Problem description: In the records below, substitute "light-colored hair" for every occurrence of "blond hair" and change nothing else. Reproduce the lines without the pictures.

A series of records
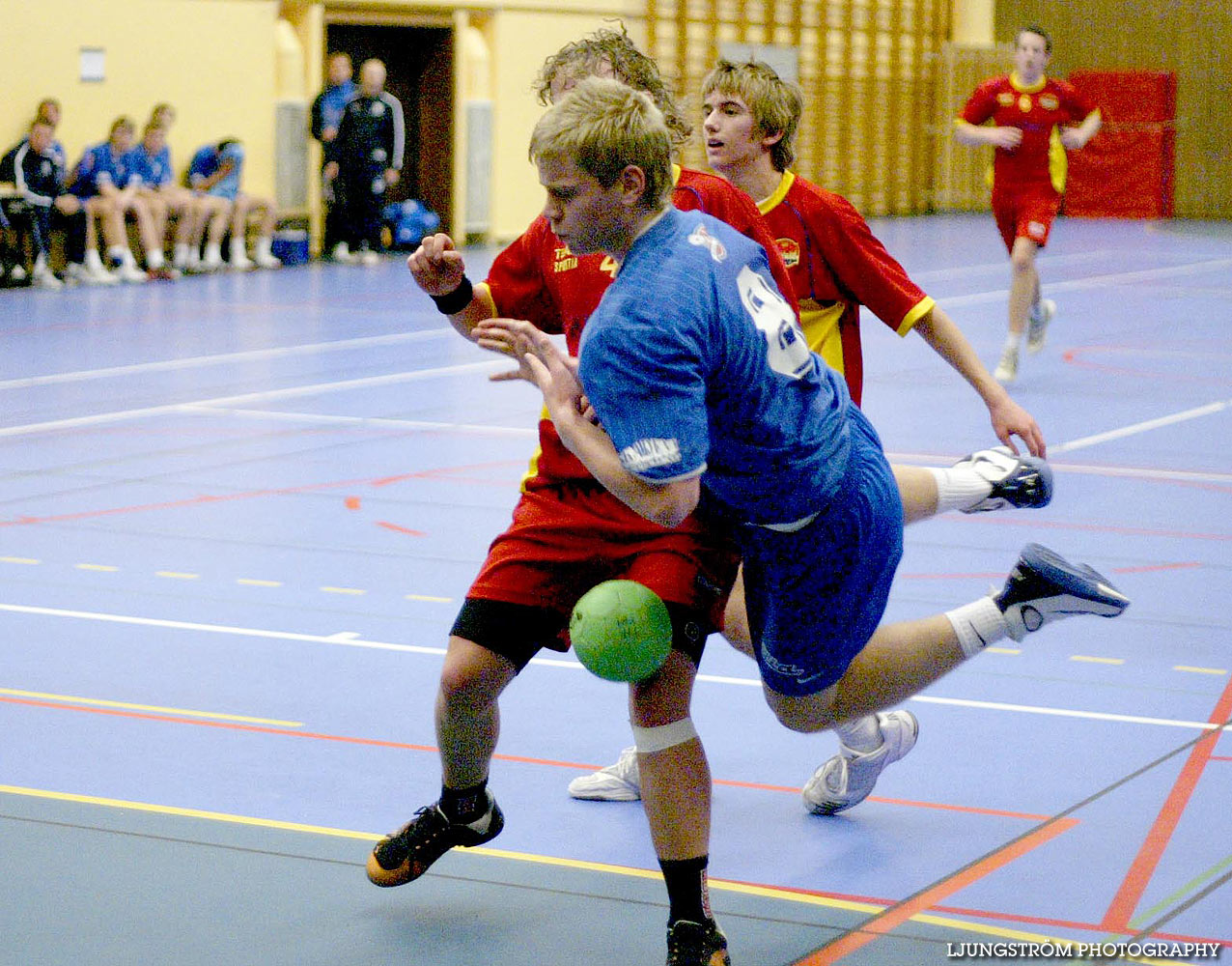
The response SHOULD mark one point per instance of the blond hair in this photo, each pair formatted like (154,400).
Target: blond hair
(773,103)
(603,128)
(615,50)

The solution:
The response SHOULD mark one point per instance of the light-colored hair in this photo, each pair formatted like (154,400).
Target: light-colored hair
(773,103)
(603,128)
(615,50)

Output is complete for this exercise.